--- Data shown ---
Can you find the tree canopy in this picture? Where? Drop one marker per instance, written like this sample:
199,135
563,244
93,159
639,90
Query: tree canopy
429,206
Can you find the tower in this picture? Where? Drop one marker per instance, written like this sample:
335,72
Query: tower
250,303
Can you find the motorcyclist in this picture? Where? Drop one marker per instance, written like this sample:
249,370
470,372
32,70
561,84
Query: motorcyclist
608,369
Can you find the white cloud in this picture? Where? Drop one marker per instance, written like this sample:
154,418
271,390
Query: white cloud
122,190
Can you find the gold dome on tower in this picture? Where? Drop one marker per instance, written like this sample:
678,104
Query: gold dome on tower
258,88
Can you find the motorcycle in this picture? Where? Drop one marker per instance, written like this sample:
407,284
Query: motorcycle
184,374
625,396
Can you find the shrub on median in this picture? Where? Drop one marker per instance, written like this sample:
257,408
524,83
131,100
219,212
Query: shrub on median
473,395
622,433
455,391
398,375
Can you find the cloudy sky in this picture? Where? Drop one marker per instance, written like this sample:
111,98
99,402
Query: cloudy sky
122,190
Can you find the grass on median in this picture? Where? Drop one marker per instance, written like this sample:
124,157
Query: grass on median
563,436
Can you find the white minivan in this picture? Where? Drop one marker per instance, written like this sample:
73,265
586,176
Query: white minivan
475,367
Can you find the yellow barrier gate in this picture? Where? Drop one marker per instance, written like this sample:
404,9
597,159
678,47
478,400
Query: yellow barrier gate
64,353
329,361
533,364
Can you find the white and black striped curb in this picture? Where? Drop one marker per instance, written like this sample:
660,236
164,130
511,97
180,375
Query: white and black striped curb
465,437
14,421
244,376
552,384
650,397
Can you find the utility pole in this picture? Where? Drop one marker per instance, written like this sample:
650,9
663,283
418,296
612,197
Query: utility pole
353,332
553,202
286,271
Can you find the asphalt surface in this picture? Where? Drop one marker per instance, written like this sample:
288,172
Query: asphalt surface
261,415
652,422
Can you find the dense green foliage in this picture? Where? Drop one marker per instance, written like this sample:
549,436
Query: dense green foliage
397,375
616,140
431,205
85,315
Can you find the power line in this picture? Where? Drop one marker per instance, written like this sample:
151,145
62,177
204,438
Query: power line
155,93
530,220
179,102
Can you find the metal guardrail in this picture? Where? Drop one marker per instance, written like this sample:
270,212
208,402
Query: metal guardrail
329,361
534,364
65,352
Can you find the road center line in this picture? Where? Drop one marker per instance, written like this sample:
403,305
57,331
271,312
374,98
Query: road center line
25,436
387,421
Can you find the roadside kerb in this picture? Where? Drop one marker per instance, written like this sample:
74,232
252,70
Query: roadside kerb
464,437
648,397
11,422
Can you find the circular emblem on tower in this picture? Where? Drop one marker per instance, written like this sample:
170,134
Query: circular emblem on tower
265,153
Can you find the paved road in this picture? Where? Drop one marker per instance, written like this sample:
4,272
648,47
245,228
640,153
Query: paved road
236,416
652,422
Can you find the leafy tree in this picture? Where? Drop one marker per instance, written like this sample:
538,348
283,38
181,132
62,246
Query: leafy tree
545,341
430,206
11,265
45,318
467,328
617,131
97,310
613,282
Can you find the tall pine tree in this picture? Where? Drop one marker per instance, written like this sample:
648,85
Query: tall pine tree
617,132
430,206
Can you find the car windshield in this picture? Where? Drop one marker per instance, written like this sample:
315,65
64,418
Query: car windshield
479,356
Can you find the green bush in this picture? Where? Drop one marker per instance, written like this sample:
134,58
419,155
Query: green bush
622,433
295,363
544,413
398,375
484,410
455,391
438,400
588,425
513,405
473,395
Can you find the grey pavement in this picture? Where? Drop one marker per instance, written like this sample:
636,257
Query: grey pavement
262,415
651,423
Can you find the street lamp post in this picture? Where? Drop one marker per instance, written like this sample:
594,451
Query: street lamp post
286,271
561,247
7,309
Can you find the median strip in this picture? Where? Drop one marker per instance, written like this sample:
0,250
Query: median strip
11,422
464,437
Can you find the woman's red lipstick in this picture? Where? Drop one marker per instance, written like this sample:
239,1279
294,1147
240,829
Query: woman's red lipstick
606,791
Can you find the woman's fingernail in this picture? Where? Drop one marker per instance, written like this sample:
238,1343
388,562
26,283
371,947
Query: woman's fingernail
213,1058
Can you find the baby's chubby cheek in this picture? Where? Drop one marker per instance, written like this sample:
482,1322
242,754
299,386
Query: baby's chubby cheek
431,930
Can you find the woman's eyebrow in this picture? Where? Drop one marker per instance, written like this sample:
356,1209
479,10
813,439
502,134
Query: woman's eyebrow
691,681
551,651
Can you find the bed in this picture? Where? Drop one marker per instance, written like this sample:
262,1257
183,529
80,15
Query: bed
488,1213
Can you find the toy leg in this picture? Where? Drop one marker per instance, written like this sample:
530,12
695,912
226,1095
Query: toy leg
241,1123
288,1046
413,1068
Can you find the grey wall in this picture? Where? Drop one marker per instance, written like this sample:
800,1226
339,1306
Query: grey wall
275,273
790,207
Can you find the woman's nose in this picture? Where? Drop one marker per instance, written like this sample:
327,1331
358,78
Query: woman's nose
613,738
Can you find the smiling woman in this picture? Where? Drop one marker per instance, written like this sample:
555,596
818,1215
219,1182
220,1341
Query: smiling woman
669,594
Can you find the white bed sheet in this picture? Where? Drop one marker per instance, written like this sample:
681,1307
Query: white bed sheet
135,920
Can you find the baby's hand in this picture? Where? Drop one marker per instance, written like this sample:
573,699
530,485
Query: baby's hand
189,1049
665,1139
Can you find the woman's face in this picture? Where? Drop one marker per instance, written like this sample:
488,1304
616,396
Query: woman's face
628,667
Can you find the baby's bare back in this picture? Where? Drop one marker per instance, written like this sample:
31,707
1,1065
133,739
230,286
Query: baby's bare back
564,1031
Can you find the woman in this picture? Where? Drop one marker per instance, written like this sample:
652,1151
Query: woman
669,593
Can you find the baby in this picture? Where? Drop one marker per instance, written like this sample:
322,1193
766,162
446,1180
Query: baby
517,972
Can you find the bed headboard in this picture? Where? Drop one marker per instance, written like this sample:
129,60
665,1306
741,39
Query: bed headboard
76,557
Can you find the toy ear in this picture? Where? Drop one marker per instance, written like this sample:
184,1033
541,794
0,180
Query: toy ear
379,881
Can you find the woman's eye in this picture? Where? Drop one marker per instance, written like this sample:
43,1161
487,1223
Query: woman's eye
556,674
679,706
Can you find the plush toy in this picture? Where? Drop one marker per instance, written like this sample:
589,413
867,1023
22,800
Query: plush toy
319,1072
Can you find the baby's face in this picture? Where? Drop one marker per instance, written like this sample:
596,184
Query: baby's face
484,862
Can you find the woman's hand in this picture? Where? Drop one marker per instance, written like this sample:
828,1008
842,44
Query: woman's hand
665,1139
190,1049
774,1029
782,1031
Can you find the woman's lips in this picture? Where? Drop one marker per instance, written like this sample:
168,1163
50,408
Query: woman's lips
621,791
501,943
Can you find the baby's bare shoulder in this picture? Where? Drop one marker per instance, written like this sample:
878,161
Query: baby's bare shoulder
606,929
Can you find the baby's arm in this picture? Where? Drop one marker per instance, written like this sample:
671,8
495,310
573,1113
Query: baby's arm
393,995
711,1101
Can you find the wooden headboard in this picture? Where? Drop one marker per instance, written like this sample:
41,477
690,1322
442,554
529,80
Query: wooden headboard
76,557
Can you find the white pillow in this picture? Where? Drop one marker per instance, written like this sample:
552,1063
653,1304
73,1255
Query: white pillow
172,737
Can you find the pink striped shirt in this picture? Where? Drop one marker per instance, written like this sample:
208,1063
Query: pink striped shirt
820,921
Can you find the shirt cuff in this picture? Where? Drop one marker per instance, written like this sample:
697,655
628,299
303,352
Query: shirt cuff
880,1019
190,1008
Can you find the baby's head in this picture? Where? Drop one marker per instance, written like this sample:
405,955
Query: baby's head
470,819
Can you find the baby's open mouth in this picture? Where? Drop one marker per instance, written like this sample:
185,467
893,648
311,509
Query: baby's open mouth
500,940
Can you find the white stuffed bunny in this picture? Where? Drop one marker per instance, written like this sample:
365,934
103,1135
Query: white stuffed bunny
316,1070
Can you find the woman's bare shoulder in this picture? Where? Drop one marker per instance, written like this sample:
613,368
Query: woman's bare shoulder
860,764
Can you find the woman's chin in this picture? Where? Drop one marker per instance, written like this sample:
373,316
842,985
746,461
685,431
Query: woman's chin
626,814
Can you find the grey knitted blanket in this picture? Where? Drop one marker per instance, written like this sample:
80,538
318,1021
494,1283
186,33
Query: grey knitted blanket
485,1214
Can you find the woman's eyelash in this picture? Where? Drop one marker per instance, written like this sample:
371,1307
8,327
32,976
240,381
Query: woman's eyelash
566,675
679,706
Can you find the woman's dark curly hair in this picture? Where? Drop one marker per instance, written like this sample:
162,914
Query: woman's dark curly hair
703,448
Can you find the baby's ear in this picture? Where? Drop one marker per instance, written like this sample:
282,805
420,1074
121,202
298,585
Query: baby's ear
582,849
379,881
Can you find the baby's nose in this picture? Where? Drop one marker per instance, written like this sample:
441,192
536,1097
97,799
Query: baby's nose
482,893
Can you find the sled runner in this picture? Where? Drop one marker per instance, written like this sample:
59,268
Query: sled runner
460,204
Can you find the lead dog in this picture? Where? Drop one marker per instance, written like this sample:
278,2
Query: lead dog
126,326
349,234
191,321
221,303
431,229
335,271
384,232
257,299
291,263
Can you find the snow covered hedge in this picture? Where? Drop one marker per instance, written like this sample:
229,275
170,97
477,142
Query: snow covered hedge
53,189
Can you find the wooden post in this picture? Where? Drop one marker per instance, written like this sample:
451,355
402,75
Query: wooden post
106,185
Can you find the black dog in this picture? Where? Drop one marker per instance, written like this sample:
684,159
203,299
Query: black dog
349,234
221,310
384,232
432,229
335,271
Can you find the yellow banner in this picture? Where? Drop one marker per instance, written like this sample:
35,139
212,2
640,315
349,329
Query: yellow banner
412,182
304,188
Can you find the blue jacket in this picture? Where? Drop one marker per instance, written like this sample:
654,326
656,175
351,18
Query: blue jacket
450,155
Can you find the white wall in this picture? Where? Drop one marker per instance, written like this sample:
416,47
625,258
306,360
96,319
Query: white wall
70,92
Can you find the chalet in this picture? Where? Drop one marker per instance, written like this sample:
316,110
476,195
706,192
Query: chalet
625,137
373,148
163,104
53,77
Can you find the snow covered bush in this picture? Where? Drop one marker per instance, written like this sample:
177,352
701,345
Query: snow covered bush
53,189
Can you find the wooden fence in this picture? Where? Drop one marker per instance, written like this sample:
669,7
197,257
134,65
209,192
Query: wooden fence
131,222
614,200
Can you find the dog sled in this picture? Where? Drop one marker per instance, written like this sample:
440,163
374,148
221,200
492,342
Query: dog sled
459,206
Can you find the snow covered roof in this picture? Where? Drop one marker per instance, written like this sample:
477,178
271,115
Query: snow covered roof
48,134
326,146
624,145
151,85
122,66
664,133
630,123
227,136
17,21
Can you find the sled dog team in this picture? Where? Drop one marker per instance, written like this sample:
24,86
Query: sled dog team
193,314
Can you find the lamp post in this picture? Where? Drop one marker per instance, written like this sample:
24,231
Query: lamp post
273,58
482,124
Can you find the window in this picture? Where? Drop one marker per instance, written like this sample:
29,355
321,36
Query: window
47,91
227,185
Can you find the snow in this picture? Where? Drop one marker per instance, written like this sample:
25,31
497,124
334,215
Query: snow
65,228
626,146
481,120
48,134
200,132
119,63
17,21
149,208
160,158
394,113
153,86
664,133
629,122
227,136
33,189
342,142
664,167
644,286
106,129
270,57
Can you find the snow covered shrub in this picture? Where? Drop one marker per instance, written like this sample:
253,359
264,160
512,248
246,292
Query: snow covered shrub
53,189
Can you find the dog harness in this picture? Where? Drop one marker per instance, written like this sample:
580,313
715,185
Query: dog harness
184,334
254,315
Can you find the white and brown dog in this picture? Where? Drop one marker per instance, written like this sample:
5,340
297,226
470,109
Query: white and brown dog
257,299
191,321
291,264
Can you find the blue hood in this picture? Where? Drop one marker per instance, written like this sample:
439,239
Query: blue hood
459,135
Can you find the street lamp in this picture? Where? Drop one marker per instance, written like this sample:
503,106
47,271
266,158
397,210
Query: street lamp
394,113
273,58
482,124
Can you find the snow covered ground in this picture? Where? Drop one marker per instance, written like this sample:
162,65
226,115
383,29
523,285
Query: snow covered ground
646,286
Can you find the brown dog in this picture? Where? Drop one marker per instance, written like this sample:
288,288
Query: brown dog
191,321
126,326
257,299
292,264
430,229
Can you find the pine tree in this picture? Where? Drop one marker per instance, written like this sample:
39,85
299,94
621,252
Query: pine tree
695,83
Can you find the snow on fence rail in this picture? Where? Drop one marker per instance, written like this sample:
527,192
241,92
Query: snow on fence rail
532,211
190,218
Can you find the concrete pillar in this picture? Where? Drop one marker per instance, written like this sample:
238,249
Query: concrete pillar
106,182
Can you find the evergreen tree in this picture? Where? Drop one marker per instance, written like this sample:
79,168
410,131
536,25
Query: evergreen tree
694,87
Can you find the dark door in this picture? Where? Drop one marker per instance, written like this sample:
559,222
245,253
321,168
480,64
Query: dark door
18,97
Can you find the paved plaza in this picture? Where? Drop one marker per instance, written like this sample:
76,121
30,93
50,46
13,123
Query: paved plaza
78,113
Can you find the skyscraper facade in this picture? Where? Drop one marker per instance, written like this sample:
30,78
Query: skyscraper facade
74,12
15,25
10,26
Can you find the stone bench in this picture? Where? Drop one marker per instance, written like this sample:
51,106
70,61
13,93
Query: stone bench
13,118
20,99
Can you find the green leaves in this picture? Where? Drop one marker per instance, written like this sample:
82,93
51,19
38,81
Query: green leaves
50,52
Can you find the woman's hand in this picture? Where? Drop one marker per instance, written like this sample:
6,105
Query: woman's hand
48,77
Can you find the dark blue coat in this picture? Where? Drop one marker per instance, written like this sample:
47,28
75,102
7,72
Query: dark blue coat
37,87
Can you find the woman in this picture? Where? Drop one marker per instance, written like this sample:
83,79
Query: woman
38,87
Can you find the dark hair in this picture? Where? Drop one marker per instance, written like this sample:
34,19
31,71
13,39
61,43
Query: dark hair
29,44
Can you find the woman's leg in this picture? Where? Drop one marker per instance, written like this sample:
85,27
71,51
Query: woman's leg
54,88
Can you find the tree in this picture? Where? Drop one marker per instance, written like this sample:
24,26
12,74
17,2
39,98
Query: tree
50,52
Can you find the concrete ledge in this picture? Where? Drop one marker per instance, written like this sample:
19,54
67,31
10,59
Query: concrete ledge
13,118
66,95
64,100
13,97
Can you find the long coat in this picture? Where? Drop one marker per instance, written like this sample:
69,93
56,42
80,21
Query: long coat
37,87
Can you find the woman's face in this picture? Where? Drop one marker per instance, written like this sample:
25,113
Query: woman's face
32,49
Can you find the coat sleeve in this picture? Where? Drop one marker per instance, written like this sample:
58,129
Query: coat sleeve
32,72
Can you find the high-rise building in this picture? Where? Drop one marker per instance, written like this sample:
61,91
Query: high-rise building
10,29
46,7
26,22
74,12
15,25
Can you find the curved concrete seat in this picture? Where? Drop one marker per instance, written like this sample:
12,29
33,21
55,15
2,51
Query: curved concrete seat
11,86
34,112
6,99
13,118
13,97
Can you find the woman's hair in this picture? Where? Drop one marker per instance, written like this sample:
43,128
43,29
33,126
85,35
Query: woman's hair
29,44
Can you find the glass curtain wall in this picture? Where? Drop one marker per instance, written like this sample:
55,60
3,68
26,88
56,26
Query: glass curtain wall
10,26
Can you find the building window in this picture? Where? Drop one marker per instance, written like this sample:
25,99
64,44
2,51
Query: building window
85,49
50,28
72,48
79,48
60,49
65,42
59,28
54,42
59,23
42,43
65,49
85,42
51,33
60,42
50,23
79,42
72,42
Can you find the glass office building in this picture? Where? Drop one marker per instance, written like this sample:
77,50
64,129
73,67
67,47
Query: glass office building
---
### Task prompt
Locate "Can you find the woman's leg" in the data above. Then repeat, exactly, its line and each line after it through the last, adding nothing.

### Complete output
Can you find the woman's leg in this picture? Where? Drop one marker per instance, written like this sample:
85,27
71,51
Query: woman's leg
54,88
Can you find the tree in this picture? Where? Drop one marker per instance, written like this sample:
24,26
12,74
17,2
39,98
Query: tree
50,52
Can you find the concrete ledge in this picture? Where? Drop one marker per instance, written like this sample:
19,54
67,31
10,59
Query: concrete ledge
13,118
66,95
64,100
13,97
Can you find the long coat in this picture? Where? Drop one marker per instance, written like this sample:
69,93
56,42
80,21
Query: long coat
37,87
Can you find the woman's face in this picture? Where? Drop one marker per instance, written like this sample:
25,113
Query: woman's face
32,49
Can you find the coat sleeve in this picture? Where? Drop one marker per instance, written like this sample:
58,129
Query: coat sleeve
32,72
Can you find the high-rise building in this picture? Where? Drop one marker per instance, written like this sample:
61,91
Query: high-rise building
10,29
46,7
26,22
74,12
15,25
Can you find the curved concrete seat in this picture? Where? Drop one marker per instance, written like this sample:
12,29
33,21
55,15
2,51
Query: curved concrete seat
11,86
34,112
6,99
13,118
13,97
Can you find the woman's hair in this picture? Where? Drop one marker per instance, written like this sample:
43,128
43,29
33,126
85,35
Query: woman's hair
29,44
Can you find the glass curtain wall in this picture? Where? Drop one marker per instance, written like this sample:
55,60
3,68
26,88
56,26
Query: glass curtain wall
10,26
Can you find the building window in this picture? Where? Drop one marker per instance, written like this sample:
25,99
64,44
2,51
Query: building window
85,49
50,28
72,48
79,48
60,49
65,42
59,28
54,42
59,23
42,43
65,49
85,42
51,33
60,42
50,23
79,42
72,42
Can you find the glass office building in this picture? Where? Drop one marker per instance, written like this sample:
77,50
64,129
73,67
67,47
Query: glass office building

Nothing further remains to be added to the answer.